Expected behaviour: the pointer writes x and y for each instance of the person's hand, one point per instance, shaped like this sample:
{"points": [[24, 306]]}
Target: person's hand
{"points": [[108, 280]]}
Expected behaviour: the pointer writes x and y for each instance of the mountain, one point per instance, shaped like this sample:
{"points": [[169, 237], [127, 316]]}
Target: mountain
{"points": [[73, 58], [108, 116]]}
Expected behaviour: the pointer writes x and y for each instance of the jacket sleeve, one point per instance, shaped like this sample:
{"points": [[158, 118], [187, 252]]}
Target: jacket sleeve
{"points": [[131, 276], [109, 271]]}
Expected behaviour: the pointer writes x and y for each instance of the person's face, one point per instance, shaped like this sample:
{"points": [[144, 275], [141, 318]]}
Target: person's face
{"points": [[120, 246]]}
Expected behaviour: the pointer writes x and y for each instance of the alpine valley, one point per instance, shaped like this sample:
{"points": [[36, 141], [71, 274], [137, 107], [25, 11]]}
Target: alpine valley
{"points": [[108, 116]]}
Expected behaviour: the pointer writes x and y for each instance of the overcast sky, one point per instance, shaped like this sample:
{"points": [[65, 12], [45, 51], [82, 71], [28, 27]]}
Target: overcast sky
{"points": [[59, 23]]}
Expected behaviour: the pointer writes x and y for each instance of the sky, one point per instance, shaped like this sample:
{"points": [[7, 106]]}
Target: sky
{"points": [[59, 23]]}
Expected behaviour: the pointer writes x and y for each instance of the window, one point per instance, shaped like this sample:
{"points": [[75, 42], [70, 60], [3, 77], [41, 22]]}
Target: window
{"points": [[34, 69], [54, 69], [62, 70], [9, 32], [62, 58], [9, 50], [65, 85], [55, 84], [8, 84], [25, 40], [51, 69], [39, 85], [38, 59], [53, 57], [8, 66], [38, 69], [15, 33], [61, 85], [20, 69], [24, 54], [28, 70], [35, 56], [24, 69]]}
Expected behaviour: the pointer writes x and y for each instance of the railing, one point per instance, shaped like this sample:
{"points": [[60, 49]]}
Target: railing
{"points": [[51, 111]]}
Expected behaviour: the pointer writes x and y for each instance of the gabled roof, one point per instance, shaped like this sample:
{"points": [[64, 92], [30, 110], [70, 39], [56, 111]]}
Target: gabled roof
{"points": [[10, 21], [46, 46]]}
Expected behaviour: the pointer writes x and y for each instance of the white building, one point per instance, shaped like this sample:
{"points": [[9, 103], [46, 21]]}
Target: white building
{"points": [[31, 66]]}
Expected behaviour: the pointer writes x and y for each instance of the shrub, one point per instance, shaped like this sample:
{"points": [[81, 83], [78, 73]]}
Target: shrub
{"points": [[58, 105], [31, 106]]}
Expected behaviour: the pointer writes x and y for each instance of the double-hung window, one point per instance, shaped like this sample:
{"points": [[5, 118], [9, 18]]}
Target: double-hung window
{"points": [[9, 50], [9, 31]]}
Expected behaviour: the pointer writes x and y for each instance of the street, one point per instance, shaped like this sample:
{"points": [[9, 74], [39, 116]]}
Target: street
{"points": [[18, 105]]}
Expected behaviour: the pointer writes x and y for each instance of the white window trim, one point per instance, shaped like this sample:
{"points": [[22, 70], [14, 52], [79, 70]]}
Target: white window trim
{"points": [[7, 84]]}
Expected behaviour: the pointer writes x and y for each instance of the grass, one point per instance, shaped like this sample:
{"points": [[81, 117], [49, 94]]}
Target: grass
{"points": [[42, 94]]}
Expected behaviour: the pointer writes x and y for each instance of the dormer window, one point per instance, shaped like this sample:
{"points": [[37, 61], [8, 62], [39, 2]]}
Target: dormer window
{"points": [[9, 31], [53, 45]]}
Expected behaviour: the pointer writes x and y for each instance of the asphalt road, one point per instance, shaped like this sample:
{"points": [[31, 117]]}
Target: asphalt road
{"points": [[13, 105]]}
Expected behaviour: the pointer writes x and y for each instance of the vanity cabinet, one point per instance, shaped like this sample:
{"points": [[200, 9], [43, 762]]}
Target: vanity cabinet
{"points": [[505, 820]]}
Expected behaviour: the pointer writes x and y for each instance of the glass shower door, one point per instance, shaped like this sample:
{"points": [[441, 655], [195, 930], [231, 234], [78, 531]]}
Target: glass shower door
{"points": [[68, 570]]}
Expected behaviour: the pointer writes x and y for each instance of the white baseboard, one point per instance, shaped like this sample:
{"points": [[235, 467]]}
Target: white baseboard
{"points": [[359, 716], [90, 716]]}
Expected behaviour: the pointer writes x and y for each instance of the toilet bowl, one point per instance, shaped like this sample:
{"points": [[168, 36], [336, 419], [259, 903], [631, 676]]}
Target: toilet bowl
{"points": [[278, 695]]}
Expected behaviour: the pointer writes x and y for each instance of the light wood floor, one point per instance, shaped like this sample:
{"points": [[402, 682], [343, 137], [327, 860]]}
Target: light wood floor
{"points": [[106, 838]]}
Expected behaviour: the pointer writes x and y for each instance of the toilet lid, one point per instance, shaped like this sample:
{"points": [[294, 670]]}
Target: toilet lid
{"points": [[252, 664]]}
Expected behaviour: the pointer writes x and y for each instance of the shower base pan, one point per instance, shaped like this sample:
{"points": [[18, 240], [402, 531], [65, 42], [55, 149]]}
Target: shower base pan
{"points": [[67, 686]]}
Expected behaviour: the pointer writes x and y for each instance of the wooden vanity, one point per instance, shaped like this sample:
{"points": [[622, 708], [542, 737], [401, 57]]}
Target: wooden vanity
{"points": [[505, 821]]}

▬▬▬

WORK REQUIRED: Revise the records above so that "Expected behaviour" reads "Required behavior" wherever it occurs, leaving every other part of each record unchanged.

COMPLETE RESPONSE:
Required behavior: the pointer writes x and y for each instance of the person's hand, one point per instance, shaped like this sample:
{"points": [[24, 306]]}
Target: person's hand
{"points": [[108, 280]]}
Required behavior: the pointer writes x and y for each instance of the mountain, one point per instance, shaped like this sample:
{"points": [[169, 237], [127, 316]]}
Target: mountain
{"points": [[73, 58], [108, 116]]}
Required behavior: the pointer writes x and y for each instance of the jacket sleeve, one point per instance, shaped like this sample:
{"points": [[158, 118], [187, 252]]}
Target: jacket sleeve
{"points": [[131, 276], [109, 271]]}
Required behavior: the pointer writes x and y for each instance of the person's face, one point per instance, shaped like this sample:
{"points": [[144, 275], [141, 318]]}
Target: person's face
{"points": [[120, 246]]}
Required behavior: the pointer writes x and y for each instance of the alpine valley, one point per instance, shaped like this sample:
{"points": [[36, 141], [71, 274], [137, 107], [25, 11]]}
Target: alpine valley
{"points": [[108, 116]]}
Required behavior: the pointer writes x and y for each instance of the overcast sky, one point per instance, shaped like this sample:
{"points": [[65, 12], [45, 51], [82, 71], [28, 27]]}
Target: overcast sky
{"points": [[59, 23]]}
Required behavior: the pointer writes x and y for each instance of the sky, one point per instance, shaped like this sample:
{"points": [[7, 106]]}
Target: sky
{"points": [[59, 23]]}
Required behavior: the pointer writes x and y for each instance of the window, one point per instance, shaped like this sample:
{"points": [[75, 42], [70, 60], [3, 77], [41, 22]]}
Target: window
{"points": [[34, 69], [54, 69], [62, 70], [9, 32], [62, 58], [9, 50], [65, 85], [55, 84], [8, 84], [25, 40], [51, 69], [39, 85], [38, 59], [53, 57], [8, 66], [38, 69], [15, 33], [61, 85], [20, 69], [24, 54], [28, 70], [35, 56], [24, 69]]}
Required behavior: the pointer writes x and y for each instance of the railing, one point per instance, shaped like this sample:
{"points": [[60, 49]]}
Target: railing
{"points": [[51, 111]]}
Required behavior: the pointer writes x and y for each instance of the gabled roof, one point per instance, shaped like this sample:
{"points": [[64, 92], [30, 110], [70, 39], [56, 111]]}
Target: gabled roof
{"points": [[10, 21], [46, 46]]}
Required behavior: the pointer writes x and y for each instance of the white building, one point per instance, shaped like this sample:
{"points": [[9, 103], [46, 21]]}
Target: white building
{"points": [[31, 66]]}
Required behavior: the pointer writes x and y for each instance of the shrub, one point per instance, shaped like this sample:
{"points": [[81, 83], [78, 73]]}
Target: shrub
{"points": [[58, 105], [31, 106]]}
Required behavior: the pointer writes x and y for each instance of the double-hung window, one point per instance, shaped like this sample:
{"points": [[5, 118], [9, 18]]}
Target: double-hung window
{"points": [[9, 50], [9, 31]]}
Required behavior: the pointer writes x and y for each instance of the street, one point per instance, shaped like this sample:
{"points": [[9, 74], [39, 116]]}
Target: street
{"points": [[18, 105]]}
Required behavior: the pointer writes x and y for each instance of the white window trim, one point per instance, shaped like this sample:
{"points": [[22, 70], [14, 52], [79, 70]]}
Target: white window trim
{"points": [[7, 84]]}
Required behavior: the pointer writes x and y for each instance of the grass, one point per instance, shaped like this sample:
{"points": [[81, 117], [49, 94]]}
Target: grass
{"points": [[42, 94]]}
Required behavior: the pointer writes x and y for each instance of the dormer window, one point per instance, shaped like this sample:
{"points": [[37, 61], [8, 62], [39, 2]]}
Target: dormer window
{"points": [[9, 31], [53, 45]]}
Required behavior: the pointer writes x and y for each instance of the asphalt road, one point per instance, shaped like this sample:
{"points": [[31, 117]]}
Target: asphalt road
{"points": [[13, 105]]}
Required behavior: the pointer writes x and y for each instance of the vanity cabinet, one point per instance, shaped like this sample:
{"points": [[200, 9], [43, 762]]}
Target: vanity cabinet
{"points": [[505, 820]]}
Required behavior: the pointer writes x and y for each instance of the glass shower door, one point per instance, shaped like this sample:
{"points": [[441, 655], [195, 930], [231, 234], [78, 531]]}
Target: glass shower door
{"points": [[68, 570]]}
Required behavior: the pointer writes x and y for each instance of the white baseboard, one point per instance, shaped like this sample:
{"points": [[235, 467]]}
Target: white baseboard
{"points": [[359, 716], [90, 716]]}
Required behavior: the pointer writes x and y for each instance of the toilet bowl, one point per instance, shaped like this sample:
{"points": [[168, 36], [336, 419], [259, 903], [631, 676]]}
Target: toilet bowl
{"points": [[278, 695]]}
Required behavior: the pointer writes x and y for each instance of the light wood floor, one point per instance, shaped like this sample:
{"points": [[402, 682], [343, 137], [327, 860]]}
Target: light wood floor
{"points": [[106, 838]]}
Required behavior: the pointer writes x and y for each instance of the toilet lid, one point per instance, shaped like this sample:
{"points": [[294, 670]]}
Target: toilet lid
{"points": [[252, 664]]}
Required behavior: the pointer writes x and y for each instance of the shower base pan, one point per instance, shaped like this sample:
{"points": [[18, 240], [402, 531], [65, 42], [55, 149]]}
Target: shower base pan
{"points": [[67, 686]]}
Required behavior: the pointer writes x and y for each instance of the wooden vanity, one point per instance, shaped like this sample:
{"points": [[622, 708], [542, 737], [401, 57]]}
Target: wooden vanity
{"points": [[505, 821]]}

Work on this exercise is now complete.